### Exercise instructions
Show each line below that contains the word "coniferous", copying the whole line.

### Exercise input
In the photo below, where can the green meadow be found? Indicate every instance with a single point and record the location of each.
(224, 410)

==

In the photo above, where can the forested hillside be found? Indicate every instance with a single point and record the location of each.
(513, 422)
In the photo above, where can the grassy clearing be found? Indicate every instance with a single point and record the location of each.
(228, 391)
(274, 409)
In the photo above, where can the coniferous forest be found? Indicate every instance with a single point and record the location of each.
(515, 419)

### Task result
In the photo above, where can the coniferous forest be found? Indicate every instance with a single point and record the location of each.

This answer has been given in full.